Water Damage
I still have my childhood journals. The first one was a classic black-and-white marbled cover composition notebook, gifted to me at age six by my great-aunt. Some are cloth-covered, some paper. Spiral, glue-bound, unlined, narrow-lined, wide-lined, grid-lined. Dozens, filled margin-to-margin with handwriting still recognizably mine, although like so much else, it was rounder and smoother in my teens and twenties.
Only one is lost, left behind on a bench at Philadelphia’s 30th Street Station in 1992, when I ran to catch a train at final call, having missed all previous announcements because I was so absorbed by writing in my journal.
They stopped accumulating when I got my first laptop, turned into chaotic half-formed documents, saved under unfindable names in defunct word processing programs, lost to outdated floppy discs, thumb drives, hard drives, cloud services, the ether, the weather. They have no matter.

◇ ◇ ◇ ◇ ◇ ◇ ◇

=== WORK TO COMPLETE ===
(1) In the passage about childhood journals, where was the one lost journal left behind?
(2) Retype the passage about childhood journals from "They stopped accumulating" to "have no matter.".
The lines after this point come from a separate source, unrelated to the passage about childhood journals.

◇ ◇ ◇ ◇ ◇ ◇ ◇

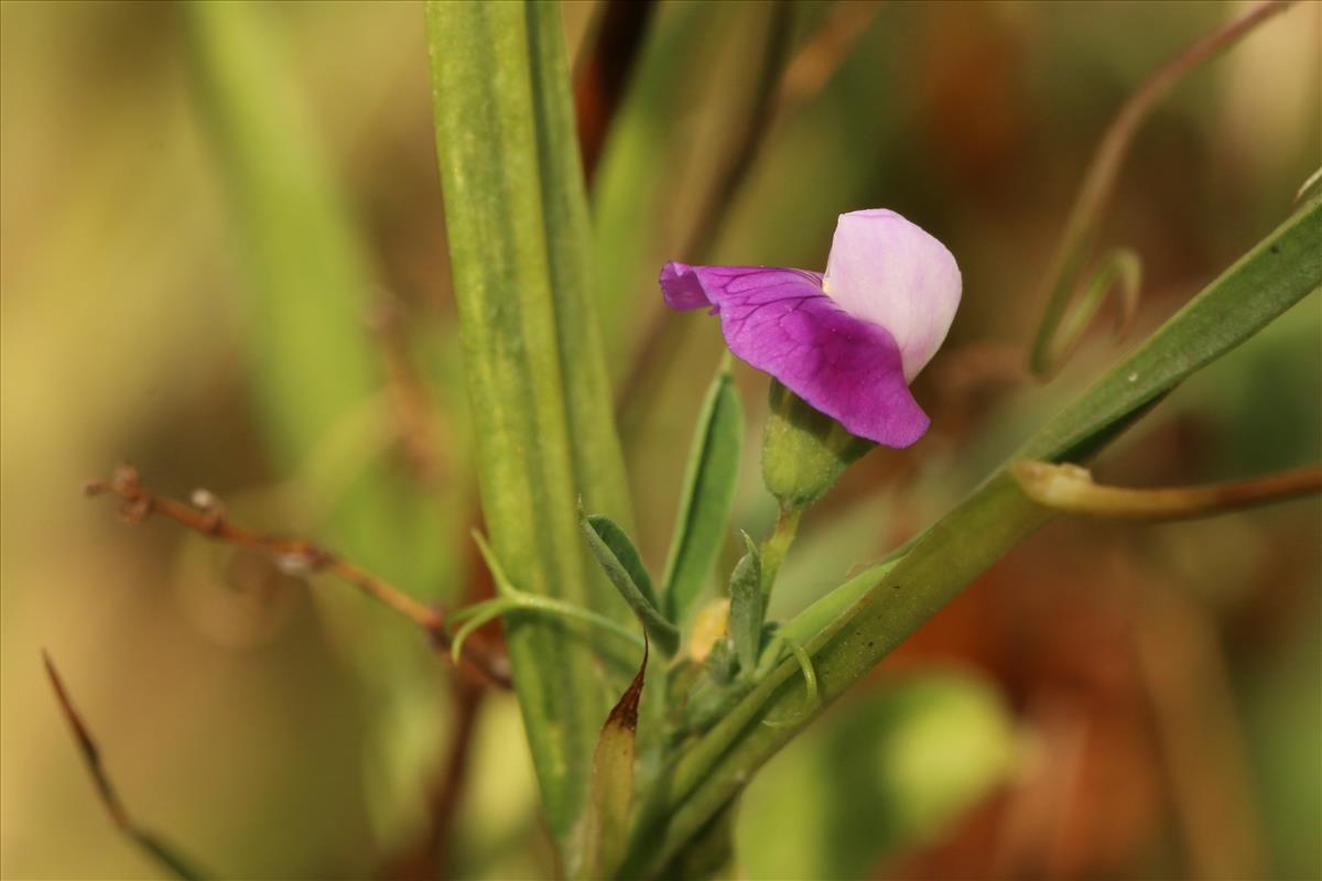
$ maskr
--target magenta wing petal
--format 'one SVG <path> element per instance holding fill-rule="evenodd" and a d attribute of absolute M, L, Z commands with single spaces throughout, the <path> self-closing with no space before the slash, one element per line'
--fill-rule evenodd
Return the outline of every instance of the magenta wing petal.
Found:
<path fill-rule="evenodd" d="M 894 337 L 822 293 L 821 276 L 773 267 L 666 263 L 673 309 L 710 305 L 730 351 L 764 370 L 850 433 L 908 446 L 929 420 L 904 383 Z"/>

◇ ◇ ◇ ◇ ◇ ◇ ◇

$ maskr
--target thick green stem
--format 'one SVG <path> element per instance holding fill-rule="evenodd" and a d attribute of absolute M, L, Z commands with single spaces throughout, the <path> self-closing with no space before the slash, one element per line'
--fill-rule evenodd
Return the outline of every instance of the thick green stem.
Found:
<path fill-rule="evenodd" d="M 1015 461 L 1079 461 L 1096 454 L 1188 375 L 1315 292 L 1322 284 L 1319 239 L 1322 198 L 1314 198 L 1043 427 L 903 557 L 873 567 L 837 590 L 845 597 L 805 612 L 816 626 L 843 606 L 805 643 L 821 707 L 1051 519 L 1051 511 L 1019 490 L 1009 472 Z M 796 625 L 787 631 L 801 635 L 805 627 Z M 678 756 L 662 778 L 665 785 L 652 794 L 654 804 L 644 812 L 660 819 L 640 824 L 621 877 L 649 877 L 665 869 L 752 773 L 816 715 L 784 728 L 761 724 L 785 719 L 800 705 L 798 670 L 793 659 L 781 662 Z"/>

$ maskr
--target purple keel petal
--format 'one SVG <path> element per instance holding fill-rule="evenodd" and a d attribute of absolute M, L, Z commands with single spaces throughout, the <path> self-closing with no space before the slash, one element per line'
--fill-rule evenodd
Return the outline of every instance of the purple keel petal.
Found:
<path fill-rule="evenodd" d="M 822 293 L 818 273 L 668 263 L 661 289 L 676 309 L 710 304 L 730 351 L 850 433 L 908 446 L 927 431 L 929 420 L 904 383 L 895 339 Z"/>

◇ ◇ ◇ ◇ ◇ ◇ ◇

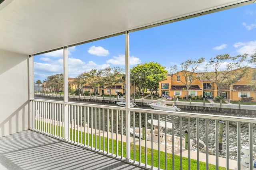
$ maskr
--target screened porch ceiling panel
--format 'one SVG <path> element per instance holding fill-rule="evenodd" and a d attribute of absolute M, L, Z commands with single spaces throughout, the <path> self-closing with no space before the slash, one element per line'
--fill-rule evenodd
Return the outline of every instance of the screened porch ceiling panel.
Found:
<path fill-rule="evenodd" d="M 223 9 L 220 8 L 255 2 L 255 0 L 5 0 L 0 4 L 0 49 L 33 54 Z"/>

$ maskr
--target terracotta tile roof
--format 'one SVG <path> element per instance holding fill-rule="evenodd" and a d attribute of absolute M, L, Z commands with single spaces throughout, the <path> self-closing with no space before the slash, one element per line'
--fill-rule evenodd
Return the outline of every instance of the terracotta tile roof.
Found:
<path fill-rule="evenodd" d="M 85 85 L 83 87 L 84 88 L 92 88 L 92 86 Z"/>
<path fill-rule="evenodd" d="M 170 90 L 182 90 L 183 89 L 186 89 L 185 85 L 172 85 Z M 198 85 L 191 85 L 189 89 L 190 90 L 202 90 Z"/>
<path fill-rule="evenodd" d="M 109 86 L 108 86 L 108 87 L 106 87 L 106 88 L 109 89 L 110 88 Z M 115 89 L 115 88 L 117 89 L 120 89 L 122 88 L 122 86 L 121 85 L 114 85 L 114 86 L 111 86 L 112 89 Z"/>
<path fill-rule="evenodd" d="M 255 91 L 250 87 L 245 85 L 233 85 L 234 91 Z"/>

◇ ◇ ◇ ◇ ◇ ◇ ◇

=== ANSWERS PROVIDED ===
(1) On a bench at Philadelphia's 30th Street Station, in 1992.

(2)
They stopped accumulating when I got my first laptop, turned into chaotic half-formed documents, saved under unfindable names in defunct word processing programs, lost to outdated floppy discs, thumb drives, hard drives, cloud services, the ether, the weather. They have no matter.